DATA LISTING:
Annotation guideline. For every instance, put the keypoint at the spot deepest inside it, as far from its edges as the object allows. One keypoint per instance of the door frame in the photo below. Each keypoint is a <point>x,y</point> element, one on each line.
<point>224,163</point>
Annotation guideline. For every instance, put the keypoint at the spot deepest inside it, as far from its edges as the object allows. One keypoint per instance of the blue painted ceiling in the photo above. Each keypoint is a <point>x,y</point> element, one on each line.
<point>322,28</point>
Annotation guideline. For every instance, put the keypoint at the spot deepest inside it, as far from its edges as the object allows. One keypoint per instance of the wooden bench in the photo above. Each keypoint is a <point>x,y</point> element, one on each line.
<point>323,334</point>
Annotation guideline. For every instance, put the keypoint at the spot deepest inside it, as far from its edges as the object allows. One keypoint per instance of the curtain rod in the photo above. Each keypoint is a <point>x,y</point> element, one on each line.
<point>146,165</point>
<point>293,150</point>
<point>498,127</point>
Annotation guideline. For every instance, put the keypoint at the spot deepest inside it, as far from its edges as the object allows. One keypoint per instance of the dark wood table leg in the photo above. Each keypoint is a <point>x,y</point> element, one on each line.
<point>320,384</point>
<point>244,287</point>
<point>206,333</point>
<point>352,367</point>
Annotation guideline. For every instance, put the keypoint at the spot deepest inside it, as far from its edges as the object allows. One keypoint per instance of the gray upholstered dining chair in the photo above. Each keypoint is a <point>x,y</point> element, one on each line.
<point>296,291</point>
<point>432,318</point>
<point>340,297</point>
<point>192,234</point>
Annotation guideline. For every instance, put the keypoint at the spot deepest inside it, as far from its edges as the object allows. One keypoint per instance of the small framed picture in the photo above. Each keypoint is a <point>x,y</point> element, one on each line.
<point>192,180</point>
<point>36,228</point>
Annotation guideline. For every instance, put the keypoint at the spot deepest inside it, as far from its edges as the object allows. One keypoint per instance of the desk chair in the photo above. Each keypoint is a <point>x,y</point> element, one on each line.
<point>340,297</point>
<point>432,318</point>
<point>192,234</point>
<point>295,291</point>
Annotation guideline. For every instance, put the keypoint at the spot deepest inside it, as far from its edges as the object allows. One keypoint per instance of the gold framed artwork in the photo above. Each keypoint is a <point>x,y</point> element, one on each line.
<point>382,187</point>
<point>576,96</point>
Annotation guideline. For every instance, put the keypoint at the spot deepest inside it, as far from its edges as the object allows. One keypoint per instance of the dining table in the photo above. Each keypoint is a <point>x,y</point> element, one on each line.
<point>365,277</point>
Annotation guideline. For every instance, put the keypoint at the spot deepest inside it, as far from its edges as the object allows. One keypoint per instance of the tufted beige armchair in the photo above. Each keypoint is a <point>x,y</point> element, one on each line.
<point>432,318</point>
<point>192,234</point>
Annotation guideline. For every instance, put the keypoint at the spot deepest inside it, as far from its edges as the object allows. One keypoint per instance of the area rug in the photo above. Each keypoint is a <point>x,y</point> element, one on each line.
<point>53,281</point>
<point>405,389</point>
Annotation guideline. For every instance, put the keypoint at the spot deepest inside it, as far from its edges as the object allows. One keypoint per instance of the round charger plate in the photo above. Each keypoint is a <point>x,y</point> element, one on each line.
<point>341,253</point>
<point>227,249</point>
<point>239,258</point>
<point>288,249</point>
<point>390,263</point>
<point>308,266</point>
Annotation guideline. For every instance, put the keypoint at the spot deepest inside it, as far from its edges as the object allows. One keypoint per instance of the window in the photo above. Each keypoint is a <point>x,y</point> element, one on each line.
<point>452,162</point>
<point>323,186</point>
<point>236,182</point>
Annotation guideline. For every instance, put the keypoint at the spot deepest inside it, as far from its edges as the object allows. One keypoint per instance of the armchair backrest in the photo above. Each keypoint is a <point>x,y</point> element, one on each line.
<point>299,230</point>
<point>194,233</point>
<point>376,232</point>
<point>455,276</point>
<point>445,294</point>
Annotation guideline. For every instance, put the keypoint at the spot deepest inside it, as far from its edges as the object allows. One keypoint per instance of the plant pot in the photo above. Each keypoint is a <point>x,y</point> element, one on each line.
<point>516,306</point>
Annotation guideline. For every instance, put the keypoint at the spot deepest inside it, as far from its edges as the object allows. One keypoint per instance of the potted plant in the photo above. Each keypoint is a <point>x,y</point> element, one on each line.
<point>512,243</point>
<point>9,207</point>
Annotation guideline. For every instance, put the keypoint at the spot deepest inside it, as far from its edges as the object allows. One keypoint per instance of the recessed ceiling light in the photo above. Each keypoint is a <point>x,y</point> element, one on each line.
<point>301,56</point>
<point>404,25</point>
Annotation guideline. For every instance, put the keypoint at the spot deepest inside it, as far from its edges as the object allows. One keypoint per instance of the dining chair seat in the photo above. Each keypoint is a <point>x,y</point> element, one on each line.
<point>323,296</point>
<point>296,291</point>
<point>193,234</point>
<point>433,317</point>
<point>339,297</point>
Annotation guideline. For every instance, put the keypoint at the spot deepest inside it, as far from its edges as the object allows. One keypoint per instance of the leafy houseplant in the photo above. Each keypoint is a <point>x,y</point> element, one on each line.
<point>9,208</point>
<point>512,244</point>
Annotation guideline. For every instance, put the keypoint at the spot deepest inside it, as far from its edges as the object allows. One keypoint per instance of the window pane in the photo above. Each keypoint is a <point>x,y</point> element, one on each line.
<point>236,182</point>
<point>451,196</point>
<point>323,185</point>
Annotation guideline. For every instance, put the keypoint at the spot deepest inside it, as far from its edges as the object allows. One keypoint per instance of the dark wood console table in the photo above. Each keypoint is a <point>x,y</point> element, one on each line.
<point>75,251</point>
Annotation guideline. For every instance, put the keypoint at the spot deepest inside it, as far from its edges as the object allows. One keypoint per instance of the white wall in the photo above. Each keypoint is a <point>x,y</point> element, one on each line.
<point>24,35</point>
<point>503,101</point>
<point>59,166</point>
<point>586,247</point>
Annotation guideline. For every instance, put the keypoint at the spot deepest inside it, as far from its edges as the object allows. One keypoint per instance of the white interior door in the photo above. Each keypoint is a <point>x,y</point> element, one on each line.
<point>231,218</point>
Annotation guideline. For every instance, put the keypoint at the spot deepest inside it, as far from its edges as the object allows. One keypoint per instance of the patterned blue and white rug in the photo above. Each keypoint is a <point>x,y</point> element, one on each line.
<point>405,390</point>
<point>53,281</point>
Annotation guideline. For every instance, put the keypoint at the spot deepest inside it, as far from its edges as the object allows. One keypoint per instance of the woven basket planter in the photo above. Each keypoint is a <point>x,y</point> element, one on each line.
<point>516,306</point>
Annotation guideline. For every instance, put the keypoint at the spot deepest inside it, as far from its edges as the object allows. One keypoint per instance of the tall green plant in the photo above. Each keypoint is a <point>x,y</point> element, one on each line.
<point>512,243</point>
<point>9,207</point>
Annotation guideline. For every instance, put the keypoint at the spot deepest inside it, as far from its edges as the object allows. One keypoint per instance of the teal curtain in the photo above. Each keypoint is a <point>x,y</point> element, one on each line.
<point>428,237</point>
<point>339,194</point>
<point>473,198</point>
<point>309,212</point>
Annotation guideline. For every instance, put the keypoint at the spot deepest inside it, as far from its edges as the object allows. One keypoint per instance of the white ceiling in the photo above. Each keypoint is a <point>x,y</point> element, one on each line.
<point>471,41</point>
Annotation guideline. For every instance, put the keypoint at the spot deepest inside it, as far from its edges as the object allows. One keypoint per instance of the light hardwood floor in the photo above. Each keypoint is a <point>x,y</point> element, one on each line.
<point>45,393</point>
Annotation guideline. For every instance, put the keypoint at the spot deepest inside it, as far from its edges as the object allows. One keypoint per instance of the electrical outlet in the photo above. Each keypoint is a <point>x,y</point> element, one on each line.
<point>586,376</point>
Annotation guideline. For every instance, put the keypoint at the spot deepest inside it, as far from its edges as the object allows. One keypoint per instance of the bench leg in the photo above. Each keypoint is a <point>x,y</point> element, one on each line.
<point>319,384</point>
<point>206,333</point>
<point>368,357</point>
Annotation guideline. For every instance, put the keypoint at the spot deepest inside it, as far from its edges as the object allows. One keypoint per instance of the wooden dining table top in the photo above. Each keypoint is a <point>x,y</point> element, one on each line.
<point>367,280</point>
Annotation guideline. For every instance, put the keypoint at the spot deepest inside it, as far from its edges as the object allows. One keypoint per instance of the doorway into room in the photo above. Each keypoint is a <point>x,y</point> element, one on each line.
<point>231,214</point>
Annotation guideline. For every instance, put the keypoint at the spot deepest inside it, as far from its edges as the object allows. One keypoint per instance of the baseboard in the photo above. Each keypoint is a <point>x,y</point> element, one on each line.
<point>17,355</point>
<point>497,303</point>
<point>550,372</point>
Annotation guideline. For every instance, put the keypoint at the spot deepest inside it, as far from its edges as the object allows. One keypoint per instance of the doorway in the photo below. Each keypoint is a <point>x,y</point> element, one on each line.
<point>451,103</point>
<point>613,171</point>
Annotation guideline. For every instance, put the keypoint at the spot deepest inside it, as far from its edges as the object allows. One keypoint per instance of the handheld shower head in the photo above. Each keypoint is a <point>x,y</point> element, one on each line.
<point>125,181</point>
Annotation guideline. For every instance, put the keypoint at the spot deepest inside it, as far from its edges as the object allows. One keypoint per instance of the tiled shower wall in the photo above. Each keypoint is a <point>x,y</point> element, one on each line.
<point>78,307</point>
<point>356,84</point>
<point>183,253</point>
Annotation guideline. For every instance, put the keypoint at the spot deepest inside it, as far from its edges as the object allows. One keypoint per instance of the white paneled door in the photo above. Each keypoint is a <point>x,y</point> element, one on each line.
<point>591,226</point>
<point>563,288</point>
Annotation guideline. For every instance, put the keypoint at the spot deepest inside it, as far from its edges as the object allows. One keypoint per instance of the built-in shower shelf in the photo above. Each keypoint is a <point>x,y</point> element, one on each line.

EXERCISE BRIEF: Please give again, word for word, only the lines from the one holding "of the handheld" through the end of the listing above.

EXERCISE ANSWER:
Annotation guideline. For every instance, put the keypoint at the spot deepest inside it, as far from its edges as the object allows. One keypoint per instance of the handheld shower head in the photo above. Each keypoint is a <point>x,y</point> element, one on each line.
<point>125,181</point>
Annotation guideline. For every instance, put the keypoint at the spot deepest inside it, as far from its edges as the object allows. One keypoint per instance of the tiled shower wall in the photo above. Each keypoint is a <point>x,y</point> element, one on each line.
<point>78,307</point>
<point>356,84</point>
<point>183,253</point>
Annotation guideline. For every instance, put the keypoint at the spot deepest inside it, as far from its edges as the object allows. One keypoint per instance of the white paneled door in the photo above. Each keypoint is a <point>x,y</point> element, one on each line.
<point>591,226</point>
<point>563,288</point>
Annotation guideline. For every instance, put the keypoint at the spot deepest inside it, as far from its edges as the object allows. One keypoint per instance of the built-in shower shelf in the photo above. Each keypoint is a <point>x,y</point> element, one on each line.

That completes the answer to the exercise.